[Point placement records]
┏━━
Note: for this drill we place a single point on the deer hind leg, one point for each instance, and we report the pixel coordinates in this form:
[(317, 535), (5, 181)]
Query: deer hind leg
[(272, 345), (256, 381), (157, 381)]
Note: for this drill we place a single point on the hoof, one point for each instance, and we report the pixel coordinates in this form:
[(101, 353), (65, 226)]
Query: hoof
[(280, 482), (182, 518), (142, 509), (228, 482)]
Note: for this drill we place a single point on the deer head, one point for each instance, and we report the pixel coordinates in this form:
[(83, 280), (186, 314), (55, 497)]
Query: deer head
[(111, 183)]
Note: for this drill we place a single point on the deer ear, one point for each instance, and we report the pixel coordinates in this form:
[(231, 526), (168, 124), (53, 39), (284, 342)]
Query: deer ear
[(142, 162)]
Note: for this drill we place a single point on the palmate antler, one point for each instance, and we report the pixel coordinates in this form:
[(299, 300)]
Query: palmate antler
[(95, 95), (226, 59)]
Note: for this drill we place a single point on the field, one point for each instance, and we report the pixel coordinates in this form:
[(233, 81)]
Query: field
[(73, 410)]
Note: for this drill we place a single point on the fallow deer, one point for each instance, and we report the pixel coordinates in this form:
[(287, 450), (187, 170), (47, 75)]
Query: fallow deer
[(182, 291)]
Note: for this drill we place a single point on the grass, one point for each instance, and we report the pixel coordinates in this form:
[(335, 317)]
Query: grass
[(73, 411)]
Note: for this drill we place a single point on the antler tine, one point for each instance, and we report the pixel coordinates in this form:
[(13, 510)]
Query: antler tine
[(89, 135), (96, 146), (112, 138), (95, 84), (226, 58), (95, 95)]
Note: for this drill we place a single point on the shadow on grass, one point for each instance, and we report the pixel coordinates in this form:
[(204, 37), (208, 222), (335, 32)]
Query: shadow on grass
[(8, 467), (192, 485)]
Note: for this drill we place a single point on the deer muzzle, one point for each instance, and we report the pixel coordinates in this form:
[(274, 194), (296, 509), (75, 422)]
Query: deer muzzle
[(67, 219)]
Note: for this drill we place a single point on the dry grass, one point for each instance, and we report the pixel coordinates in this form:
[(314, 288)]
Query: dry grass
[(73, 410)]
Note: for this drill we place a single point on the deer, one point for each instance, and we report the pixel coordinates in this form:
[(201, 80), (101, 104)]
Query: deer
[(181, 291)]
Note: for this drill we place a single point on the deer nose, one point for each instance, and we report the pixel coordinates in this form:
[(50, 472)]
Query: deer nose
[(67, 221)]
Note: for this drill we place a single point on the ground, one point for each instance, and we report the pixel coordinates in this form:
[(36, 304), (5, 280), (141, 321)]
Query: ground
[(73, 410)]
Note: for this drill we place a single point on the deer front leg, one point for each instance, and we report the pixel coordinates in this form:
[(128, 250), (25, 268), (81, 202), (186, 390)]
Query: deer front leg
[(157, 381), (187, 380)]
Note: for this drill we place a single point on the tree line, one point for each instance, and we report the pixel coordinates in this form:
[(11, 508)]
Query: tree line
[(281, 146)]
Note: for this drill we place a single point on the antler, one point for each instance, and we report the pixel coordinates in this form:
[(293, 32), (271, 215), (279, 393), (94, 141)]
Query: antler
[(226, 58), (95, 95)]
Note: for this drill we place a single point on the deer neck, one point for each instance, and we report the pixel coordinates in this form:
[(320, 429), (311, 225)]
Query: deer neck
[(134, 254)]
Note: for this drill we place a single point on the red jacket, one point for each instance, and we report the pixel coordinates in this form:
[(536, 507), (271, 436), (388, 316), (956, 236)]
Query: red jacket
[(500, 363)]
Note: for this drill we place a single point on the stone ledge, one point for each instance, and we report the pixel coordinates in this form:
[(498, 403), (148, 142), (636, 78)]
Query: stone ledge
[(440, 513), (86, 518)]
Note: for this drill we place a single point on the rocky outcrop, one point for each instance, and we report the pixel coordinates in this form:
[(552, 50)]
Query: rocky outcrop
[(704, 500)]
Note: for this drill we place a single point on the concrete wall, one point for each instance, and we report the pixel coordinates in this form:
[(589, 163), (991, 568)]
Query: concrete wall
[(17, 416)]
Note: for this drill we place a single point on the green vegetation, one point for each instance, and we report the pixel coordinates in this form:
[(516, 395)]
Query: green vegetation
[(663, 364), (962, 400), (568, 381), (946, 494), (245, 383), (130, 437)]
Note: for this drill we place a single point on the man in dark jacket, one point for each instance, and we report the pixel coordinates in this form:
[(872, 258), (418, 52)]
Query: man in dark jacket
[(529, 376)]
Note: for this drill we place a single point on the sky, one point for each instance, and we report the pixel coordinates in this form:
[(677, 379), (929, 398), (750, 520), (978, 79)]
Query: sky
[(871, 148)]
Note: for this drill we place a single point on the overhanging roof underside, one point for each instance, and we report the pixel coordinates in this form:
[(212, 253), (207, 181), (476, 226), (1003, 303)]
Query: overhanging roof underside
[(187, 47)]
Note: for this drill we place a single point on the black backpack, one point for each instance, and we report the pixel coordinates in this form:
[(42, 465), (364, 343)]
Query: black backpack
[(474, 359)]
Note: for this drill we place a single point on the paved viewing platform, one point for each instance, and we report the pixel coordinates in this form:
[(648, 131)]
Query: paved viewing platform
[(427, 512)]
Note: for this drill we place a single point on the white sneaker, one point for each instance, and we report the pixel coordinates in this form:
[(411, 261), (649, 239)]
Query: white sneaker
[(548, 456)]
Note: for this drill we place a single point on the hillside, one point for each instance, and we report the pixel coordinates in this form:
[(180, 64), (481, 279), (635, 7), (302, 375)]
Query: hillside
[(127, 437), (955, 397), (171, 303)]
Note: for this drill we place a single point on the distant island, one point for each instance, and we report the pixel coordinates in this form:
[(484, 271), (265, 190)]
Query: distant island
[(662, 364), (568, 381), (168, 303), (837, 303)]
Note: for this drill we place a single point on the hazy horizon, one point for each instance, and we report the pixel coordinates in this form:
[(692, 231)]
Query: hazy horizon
┗━━
Requirement:
Rewrite the material, changing each "for this drill" to "in this exercise" and leaving all other text untouched.

Correct response:
Note: in this exercise we place a single point on the deer hind leg, one point for each instance, and we report the pixel coordinates in this form:
[(317, 535), (5, 181)]
Query: deer hind leg
[(272, 345), (256, 381), (157, 381)]
Note: in this exercise we place a single point on the hoof, one point for each instance, and we report the pixel coordinates in this form:
[(101, 353), (65, 226)]
Query: hoof
[(280, 482), (182, 518), (142, 509), (228, 482)]
Note: in this exercise we place a single point on the deer head, one point for each instance, and we report the pixel coordinates in this form:
[(83, 280), (186, 314), (55, 497)]
Query: deer head
[(111, 183)]
Note: in this exercise we place a single point on the deer ear, one point for each instance, and we report the pixel coordinates in this form:
[(231, 526), (168, 124), (53, 39), (284, 342)]
Query: deer ear
[(142, 162)]
Note: in this exercise we place a single point on the palmate antler, one point for each instance, and we report the pixel coordinates in this form:
[(299, 300)]
Query: palmate antler
[(95, 95), (226, 59)]
Note: in this exercise we place a single point on the field, one point for each instance, and we report the pixel coordinates in this form:
[(233, 81)]
Query: field
[(73, 410)]
Note: in this exercise we place a single point on the fallow deer, one point for each instance, and we report the pixel coordinates in this form:
[(287, 450), (187, 170), (47, 75)]
Query: fallow deer
[(182, 291)]
Note: in this exercise we place a single point on the grass, one point for each instance, and we report the pixel coordinates in this form:
[(335, 317)]
Query: grass
[(73, 411)]
Note: in this exercise we place a single point on the antler tine, one point for each instance, and we report the pixel coordinates in this form:
[(13, 510)]
Query: antler tine
[(89, 135), (96, 146), (112, 138), (95, 84), (226, 58), (95, 95)]
Note: in this exercise we place a single point on the shadow on grass, one point for each instance, and we report the pixel coordinates in this form:
[(204, 37), (208, 222), (335, 32)]
Query: shadow on grass
[(8, 467), (192, 485)]
Note: in this exercise we place a single point on the deer muzzle, one point for each instance, and we report the pixel coordinates in this form:
[(274, 194), (296, 509), (75, 422)]
Query: deer muzzle
[(67, 219)]
Note: in this exercise we place a single point on the dry grass, one point for each instance, and we report the pixel coordinates in this form:
[(314, 288)]
Query: dry grass
[(73, 410)]
Note: in this exercise we place a single point on the deer, one point for each instance, and we report the pixel coordinates in this form:
[(201, 80), (101, 104)]
Query: deer
[(181, 291)]
Note: in this exercise we place a single point on the deer nose, one point for each instance, and we report the pixel coordinates in this form:
[(50, 472)]
Query: deer nose
[(67, 221)]
Note: in this exercise we place a single point on the ground, one point for each instance, and we report the pixel coordinates in this form:
[(36, 304), (5, 280), (141, 321)]
Query: ground
[(73, 410)]
Note: in this exercise we place a single point on the deer front leg, one point for each instance, and we report the pixel coordinates in this form:
[(128, 250), (25, 268), (81, 202), (186, 390)]
Query: deer front leg
[(157, 381), (187, 380)]
Note: in this exercise we place a single point on the tree line, one point for each instance, and we report the pixel coordinates in this form:
[(11, 508)]
Query: tree line
[(281, 146)]
Note: in this exercise we place a single point on the antler, one point for each instance, and we report the pixel coordinates in this form:
[(293, 32), (271, 215), (279, 393), (94, 141)]
Query: antler
[(226, 58), (95, 95)]
Note: in this exercise we place a single point on the deer neck, one point for each instance, and we report the pixel coordinates in this form:
[(320, 429), (311, 225)]
Query: deer neck
[(134, 254)]
Note: in this exercise we place a single point on the red jacket, one point for each instance, and we report the pixel coordinates in this form:
[(536, 507), (271, 436), (388, 316), (956, 236)]
Query: red jacket
[(500, 363)]
Note: in this exercise we place a single point on the stone ledge, one point for each instance, and we report the pixel coordinates in this form:
[(498, 403), (148, 142), (636, 78)]
Query: stone ledge
[(440, 513), (86, 518)]
Note: in this exercise we place a single point on the rocky outcrop, one point for each instance, and we report the pixel coordinates in this form:
[(552, 50)]
Query: rocky outcrop
[(704, 500)]
Note: in this exercise we place a single point on the concrete wall, one point for each instance, and we report the pixel coordinates in this form:
[(589, 163), (991, 568)]
Query: concrete wall
[(17, 416)]
Note: in this exercise we place a single point on the green vegetation, one point for each instance, and we report the pixel coordinates in this form:
[(516, 395)]
Query: green vegetation
[(663, 364), (962, 400), (568, 381), (946, 494), (245, 383), (130, 437)]
Note: in this exercise we place a single point on the man in dark jacket, one point for each instance, and we report the pixel coordinates in this form:
[(872, 258), (418, 52)]
Query: man in dark jacket
[(529, 376)]
Note: in this exercise we place a single point on the sky, one point for each instance, and we report the pixel coordinates in this form:
[(677, 379), (929, 398), (750, 520), (978, 79)]
Query: sky
[(871, 148)]
Note: in this exercise we place a single point on the overhanging roof underside, one point for each instance, and we report the pixel coordinates in this form:
[(212, 253), (207, 181), (476, 226), (1003, 303)]
Query: overhanging roof underside
[(187, 47)]
Note: in this exercise we place a single point on the black backpack, one point for each instance, and we report the pixel coordinates in this form:
[(42, 465), (364, 343)]
Query: black backpack
[(474, 359)]
Note: in this exercise we place a single point on the paved viewing platform, one point for each instance, and we report the pixel coordinates in this form:
[(648, 131)]
Query: paved viewing platform
[(427, 512)]
Note: in this exercise we place a single point on the white sneaker, one point for each instance, and we report the pixel coordinates in this form:
[(411, 261), (649, 239)]
Query: white sneaker
[(548, 456)]
Note: in this exercise we place a single point on the hillside, one point for each instance, and we report the pixel coordinates in this form:
[(180, 64), (481, 279), (635, 7), (302, 375)]
Query: hillside
[(127, 437), (955, 397), (171, 303)]
Note: in this exercise we place a single point on the distant island, one point for each instance, and we report the pixel coordinates in this form:
[(484, 271), (265, 190)]
Query: distant island
[(662, 364), (568, 381), (168, 303), (837, 303)]
Note: in this exercise we place a single point on the hazy horizon, one point for each instance, and we report the pixel coordinates in this form:
[(692, 231)]
Query: hazy horizon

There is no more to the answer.